Отрывок:
◆ ◆ ◆ ◆ ◆

Павел Фахртдинов — исполнитель песен, которые не могут оставить равнодушными тех, у кого есть сердце. «Новый проспект» поговорил с автором о том, как мы привыкаем к черным цветам и молча шагаем туда, куда не очень-то и хотим.
Автор: Николай Нелюбин
Павел, ваша новая песня «Самолет» вышла ровно через год после того, как в России был введен режим отношений государства со своими гражданами, который получил название «частичная мобилизация». Совпадение?
— Абсолютное совпадение. В день релиза 21 сентября меня жена спросила, когда я ее написал. Я открыл заметки. 7 августа 2023 года я начал писать этот текст. Появился этот файл. Потом пару дней писал. Потом песня готовилась. Делалась аранжировка. Потом я думал сделать клип. Даже сюжет родился. Но куча факторов не позволила сейчас снять клип. Тогда я решил, что ничего страшного, включу песню в новый альбом. А потом понял, что ее надо сразу выпустить. Хочется, чтобы новый альбом получился светлым, а не вот таким. Потом я загрузил песню на стриминговые платформы. Какое-то время ушло на прогрузку. То, что она вышла именно 21 сентября, это случайность.
Были реакции, которые удивили?
— Немного грустно, но реакции нет почти никакой. Отдельная тема — рефлексии. Похоже, что песни мои не дают быстрой реакции. Я, конечно, утешаю себя, что мои песни, они для долгой дистанции, долгого брожения, замедленного действия. И если их действие пролонгировано во времени, значит, и реакция будет долгой. Так я себя утешаю. Правда, я еще не заходил во «ВКонтакте» (смеется).
А надо ли?
— Или ты говоришь, или ты не говоришь. А если говоришь заранее только с друзьями, то какой смысл в этом тогда? Надо говорить со всеми. Друзьям про эту песню и так всё понятно. Надо другим как-то это объяснять…
Ты сказал, что песня написана быстро. Так всегда, или в данном случае так? Тут Борис Гребенщиков (30 июня 2023 года включен Минюстом РФ в реестр иностранных агентов) рассказывал, что он пишет песни долго.
— У меня по-разному. Всегда. Есть песни, которые пишутся мгновенно: 15 минут — и всё, готово целиком.
В новом произведении такая работа с ритмами, что это явно не 15 минут.

◆ ◆ ◆ ◆ ◆

Задание:
Перепишите отрывок из интервью с Павлом Фахртдиновым, начиная со слов «Автор: Николай Нелюбин» и до слов «сентября, это случайность.» включительно. Замените в нем «клип» на «видео».

◆ ◆ ◆ ◆ ◆

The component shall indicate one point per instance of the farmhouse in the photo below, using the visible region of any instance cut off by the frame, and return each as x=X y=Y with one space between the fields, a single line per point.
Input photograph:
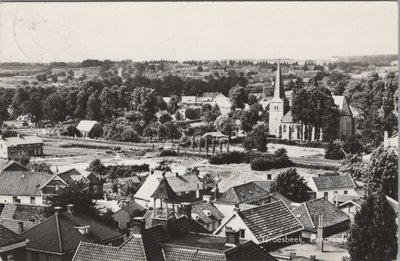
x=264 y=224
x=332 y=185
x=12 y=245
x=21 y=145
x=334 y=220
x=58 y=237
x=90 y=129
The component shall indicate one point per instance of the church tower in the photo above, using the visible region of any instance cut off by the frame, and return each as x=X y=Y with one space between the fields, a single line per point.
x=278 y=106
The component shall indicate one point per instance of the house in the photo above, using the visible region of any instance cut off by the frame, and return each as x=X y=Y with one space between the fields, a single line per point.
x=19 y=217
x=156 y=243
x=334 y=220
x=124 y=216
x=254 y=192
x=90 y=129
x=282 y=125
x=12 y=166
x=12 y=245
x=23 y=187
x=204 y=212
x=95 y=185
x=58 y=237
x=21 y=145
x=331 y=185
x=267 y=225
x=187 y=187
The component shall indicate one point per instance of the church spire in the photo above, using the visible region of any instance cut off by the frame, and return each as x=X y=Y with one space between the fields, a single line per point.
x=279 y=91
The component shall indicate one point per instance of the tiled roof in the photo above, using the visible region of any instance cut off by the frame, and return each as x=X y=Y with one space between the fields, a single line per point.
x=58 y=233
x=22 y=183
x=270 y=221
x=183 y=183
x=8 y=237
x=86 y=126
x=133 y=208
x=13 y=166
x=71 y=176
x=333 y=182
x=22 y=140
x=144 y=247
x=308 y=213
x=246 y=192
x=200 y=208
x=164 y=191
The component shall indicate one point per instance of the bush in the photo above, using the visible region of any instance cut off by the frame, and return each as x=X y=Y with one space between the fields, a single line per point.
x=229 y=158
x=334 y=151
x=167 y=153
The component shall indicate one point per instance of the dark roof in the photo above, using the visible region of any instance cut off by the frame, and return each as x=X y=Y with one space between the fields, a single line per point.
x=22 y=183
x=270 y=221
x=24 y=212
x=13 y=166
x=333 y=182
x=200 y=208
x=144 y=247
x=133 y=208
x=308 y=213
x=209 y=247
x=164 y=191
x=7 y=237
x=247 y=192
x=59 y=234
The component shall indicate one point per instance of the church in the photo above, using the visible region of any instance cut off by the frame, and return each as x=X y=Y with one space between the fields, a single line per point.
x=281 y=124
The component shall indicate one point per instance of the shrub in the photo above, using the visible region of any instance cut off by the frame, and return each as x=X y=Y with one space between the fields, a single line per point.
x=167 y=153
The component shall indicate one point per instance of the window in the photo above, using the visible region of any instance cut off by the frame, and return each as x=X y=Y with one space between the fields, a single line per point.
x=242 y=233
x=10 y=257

◆ ◆ ◆ ◆ ◆

Решение:
Автор: Николай Нелюбин
Павел, ваша новая песня «Самолет» вышла ровно через год после того, как в России был введен режим отношений государства со своими гражданами, который получил название «частичная мобилизация». Совпадение?
— Абсолютное совпадение. В день релиза 21 сентября меня жена спросила, когда я ее написал. Я открыл заметки. 7 августа 2023 года я начал писать этот текст. Появился этот файл. Потом пару дней писал. Потом песня готовилась. Делалась аранжировка. Потом я думал сделать видео. Даже сюжет родился. Но куча факторов не позволила сейчас снять видео. Тогда я решил, что ничего страшного, включу песню в новый альбом. А потом понял, что ее надо сразу выпустить. Хочется, чтобы новый альбом получился светлым, а не вот таким. Потом я загрузил песню на стриминговые платформы. Какое-то время ушло на прогрузку. То, что она вышла именно 21 сентября, это случайность.